→ **Instructions for the task**
How many lines in the data below contain the string "panel"? Reply with the number alone.

(Saved entries)

☆ ☆ ☆ ☆ ☆ ☆ ☆

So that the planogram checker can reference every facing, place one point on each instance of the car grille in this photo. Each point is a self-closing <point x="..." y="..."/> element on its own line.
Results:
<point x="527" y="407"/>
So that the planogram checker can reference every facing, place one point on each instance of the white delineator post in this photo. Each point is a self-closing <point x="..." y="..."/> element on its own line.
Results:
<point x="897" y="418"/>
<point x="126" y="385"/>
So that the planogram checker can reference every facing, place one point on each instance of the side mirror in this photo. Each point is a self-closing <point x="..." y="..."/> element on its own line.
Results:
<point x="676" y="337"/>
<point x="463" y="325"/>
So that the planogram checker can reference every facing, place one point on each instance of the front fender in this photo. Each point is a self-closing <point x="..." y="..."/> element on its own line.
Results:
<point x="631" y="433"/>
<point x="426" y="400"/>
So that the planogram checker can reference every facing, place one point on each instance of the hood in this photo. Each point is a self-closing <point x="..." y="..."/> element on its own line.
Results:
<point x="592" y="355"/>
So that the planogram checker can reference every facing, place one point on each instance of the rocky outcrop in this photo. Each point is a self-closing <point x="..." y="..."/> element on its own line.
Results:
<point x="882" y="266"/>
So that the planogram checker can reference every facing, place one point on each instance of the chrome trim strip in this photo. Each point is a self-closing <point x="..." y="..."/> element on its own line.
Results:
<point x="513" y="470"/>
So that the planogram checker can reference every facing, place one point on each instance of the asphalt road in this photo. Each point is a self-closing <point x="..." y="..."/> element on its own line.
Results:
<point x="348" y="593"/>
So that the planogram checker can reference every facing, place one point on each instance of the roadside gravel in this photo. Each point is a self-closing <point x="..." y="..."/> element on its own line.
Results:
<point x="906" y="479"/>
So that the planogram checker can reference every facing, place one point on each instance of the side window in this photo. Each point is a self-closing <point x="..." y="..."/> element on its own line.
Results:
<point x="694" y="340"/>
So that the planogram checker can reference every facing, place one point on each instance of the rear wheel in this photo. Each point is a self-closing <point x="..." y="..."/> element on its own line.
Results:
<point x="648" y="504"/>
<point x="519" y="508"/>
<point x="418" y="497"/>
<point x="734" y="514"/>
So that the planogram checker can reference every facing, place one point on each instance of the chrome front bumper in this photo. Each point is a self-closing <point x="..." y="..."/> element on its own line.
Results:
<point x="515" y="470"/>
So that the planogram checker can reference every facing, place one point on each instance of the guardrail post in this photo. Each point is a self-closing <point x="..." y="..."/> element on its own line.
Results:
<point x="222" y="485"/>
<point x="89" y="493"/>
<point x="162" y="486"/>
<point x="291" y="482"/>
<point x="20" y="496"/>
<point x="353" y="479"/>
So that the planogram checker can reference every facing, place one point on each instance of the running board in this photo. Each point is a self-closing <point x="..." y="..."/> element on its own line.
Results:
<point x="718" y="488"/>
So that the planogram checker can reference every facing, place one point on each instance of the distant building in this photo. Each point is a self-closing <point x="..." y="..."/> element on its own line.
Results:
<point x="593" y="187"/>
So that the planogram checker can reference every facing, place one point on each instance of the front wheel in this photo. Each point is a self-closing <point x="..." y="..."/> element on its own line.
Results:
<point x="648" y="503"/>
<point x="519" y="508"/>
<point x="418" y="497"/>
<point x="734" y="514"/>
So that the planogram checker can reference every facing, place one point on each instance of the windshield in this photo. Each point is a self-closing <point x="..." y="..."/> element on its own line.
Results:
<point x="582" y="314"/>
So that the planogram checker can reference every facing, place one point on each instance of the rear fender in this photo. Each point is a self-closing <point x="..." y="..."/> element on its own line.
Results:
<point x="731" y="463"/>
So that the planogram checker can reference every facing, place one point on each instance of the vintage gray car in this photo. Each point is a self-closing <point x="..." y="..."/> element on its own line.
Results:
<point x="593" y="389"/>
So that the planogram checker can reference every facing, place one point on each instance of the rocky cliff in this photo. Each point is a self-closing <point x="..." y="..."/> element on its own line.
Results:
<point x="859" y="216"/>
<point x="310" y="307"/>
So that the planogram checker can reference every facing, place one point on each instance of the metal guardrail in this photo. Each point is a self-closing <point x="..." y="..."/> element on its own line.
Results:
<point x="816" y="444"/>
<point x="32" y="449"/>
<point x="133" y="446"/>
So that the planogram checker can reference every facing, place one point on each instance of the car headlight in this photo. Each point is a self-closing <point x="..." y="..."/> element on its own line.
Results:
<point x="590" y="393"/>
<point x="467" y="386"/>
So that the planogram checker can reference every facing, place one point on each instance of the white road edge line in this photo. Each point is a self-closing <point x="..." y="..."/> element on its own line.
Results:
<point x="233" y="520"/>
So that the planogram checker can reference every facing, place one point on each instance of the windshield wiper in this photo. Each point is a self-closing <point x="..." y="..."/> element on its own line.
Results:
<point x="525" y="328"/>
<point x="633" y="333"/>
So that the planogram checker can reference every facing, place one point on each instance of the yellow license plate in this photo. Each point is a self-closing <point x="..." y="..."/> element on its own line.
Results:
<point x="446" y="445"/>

☆ ☆ ☆ ☆ ☆ ☆ ☆

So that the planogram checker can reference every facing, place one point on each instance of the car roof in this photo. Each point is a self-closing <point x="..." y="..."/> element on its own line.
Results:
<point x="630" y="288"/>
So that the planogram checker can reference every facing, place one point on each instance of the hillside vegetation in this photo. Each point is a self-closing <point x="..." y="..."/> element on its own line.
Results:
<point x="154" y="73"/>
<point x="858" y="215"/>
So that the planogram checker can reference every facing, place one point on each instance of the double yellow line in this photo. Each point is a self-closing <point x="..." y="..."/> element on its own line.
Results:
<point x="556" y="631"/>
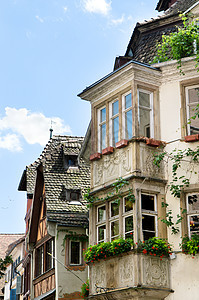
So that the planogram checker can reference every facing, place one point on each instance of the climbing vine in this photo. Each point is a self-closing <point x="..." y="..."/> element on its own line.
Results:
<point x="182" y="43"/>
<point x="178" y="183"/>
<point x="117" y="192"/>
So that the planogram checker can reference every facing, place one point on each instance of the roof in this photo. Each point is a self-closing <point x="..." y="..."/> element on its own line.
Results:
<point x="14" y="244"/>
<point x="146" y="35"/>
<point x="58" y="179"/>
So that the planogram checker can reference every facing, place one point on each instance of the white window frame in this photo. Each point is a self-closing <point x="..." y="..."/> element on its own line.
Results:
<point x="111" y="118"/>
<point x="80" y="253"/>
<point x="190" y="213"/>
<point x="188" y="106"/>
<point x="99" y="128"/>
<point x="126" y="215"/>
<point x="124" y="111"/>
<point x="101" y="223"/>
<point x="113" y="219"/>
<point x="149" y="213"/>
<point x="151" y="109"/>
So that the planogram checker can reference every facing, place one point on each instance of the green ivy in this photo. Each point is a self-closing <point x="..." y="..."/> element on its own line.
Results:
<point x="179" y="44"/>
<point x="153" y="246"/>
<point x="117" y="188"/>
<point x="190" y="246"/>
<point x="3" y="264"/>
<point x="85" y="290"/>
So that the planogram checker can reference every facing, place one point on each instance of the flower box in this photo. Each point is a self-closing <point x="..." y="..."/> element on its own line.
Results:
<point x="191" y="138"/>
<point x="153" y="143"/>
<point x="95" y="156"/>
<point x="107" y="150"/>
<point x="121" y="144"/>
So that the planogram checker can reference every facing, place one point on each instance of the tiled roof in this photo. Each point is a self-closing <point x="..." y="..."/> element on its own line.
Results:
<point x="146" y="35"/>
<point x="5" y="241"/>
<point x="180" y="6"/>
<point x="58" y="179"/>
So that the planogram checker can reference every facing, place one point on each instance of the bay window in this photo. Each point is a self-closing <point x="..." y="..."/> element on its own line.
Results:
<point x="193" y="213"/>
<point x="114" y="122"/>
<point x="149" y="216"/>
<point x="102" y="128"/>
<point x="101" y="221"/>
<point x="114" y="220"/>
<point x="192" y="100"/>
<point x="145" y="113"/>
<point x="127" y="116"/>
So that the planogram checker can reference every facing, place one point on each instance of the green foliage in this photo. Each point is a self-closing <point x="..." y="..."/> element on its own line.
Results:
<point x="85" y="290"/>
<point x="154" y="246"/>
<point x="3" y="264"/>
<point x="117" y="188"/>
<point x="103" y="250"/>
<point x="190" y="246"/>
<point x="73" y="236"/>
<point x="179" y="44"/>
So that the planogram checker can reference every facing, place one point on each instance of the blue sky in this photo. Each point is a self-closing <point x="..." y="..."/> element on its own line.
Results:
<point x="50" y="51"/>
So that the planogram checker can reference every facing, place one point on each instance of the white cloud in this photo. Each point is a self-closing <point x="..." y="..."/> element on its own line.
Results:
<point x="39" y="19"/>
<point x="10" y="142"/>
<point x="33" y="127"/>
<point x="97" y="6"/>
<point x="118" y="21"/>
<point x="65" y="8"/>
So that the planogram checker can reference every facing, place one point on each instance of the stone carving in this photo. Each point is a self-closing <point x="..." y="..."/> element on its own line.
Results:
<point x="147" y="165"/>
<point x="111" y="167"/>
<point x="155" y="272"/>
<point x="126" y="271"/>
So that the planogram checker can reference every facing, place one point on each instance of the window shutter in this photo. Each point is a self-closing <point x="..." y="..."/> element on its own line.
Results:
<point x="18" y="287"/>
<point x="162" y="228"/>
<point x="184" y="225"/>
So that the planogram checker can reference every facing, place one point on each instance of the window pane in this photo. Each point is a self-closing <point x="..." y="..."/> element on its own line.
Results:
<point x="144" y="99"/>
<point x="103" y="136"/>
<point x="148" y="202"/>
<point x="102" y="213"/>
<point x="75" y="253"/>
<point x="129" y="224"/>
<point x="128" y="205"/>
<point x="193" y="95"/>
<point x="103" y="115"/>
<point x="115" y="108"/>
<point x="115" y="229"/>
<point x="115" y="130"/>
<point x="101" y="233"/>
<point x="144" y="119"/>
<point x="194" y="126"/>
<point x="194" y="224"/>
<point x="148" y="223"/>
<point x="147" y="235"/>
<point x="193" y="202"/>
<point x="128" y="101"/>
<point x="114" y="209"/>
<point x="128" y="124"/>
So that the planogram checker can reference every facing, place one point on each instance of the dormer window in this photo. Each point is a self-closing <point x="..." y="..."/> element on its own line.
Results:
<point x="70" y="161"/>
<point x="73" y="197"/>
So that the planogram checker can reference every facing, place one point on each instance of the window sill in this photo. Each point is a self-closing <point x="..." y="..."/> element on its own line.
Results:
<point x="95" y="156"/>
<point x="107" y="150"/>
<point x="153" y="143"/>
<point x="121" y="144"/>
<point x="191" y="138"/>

☆ ☆ ☆ ☆ ☆ ☆ ☆

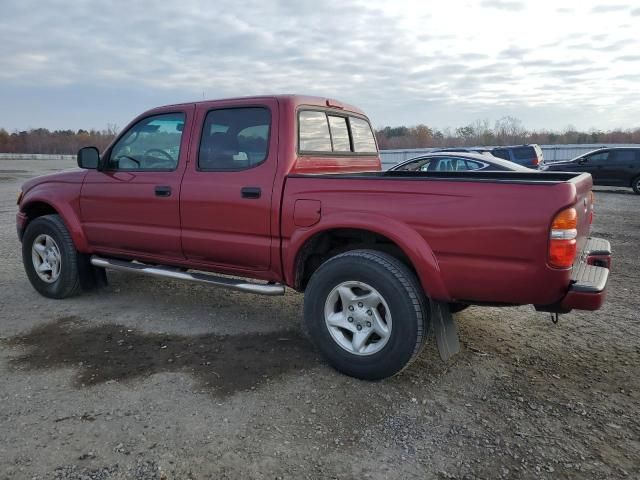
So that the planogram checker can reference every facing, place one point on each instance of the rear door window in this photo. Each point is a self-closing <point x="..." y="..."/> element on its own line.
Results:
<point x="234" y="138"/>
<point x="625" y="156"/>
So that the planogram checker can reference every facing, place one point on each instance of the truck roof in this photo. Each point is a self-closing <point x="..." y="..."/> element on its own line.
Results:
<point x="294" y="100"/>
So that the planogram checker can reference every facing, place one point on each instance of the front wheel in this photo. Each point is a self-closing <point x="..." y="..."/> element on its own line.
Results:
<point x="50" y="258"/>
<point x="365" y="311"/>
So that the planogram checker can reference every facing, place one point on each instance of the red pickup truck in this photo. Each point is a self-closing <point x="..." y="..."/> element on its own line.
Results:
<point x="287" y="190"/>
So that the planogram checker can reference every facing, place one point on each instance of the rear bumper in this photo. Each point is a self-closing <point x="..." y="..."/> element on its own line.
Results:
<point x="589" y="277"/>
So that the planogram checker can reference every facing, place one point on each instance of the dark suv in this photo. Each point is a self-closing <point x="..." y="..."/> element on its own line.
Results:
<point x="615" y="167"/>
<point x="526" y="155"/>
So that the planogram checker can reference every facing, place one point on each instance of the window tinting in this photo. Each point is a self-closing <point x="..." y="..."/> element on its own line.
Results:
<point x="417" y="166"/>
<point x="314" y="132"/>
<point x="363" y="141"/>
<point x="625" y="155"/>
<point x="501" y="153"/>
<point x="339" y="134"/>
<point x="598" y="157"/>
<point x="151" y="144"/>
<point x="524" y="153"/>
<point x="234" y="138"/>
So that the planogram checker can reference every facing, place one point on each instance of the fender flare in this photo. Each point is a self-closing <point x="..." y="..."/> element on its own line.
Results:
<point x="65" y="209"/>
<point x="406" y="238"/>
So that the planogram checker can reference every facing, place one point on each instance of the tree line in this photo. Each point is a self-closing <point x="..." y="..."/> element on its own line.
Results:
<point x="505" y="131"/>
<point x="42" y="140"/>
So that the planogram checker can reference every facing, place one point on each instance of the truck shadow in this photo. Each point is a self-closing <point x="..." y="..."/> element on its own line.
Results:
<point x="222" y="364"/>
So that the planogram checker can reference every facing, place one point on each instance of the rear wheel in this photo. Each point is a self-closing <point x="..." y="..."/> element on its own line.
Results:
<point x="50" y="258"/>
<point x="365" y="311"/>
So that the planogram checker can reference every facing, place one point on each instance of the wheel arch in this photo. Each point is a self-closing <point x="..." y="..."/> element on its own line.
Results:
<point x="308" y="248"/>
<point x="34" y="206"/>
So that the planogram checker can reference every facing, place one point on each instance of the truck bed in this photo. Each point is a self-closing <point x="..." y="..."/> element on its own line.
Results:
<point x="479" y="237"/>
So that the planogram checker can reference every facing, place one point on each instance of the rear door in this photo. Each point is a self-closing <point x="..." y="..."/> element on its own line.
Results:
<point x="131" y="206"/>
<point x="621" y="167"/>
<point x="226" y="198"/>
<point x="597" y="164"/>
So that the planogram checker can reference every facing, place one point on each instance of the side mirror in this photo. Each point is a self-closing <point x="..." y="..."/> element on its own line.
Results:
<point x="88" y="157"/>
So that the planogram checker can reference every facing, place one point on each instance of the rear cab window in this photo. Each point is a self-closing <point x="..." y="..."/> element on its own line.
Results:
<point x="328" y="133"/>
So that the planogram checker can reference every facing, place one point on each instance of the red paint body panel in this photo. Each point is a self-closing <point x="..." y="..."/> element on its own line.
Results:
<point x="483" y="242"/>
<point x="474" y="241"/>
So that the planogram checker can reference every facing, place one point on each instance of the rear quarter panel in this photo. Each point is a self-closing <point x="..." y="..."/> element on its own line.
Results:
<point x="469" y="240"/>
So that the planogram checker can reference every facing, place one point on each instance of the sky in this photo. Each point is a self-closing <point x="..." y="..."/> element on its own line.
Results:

☆ ☆ ☆ ☆ ☆ ☆ ☆

→ **Exercise response**
2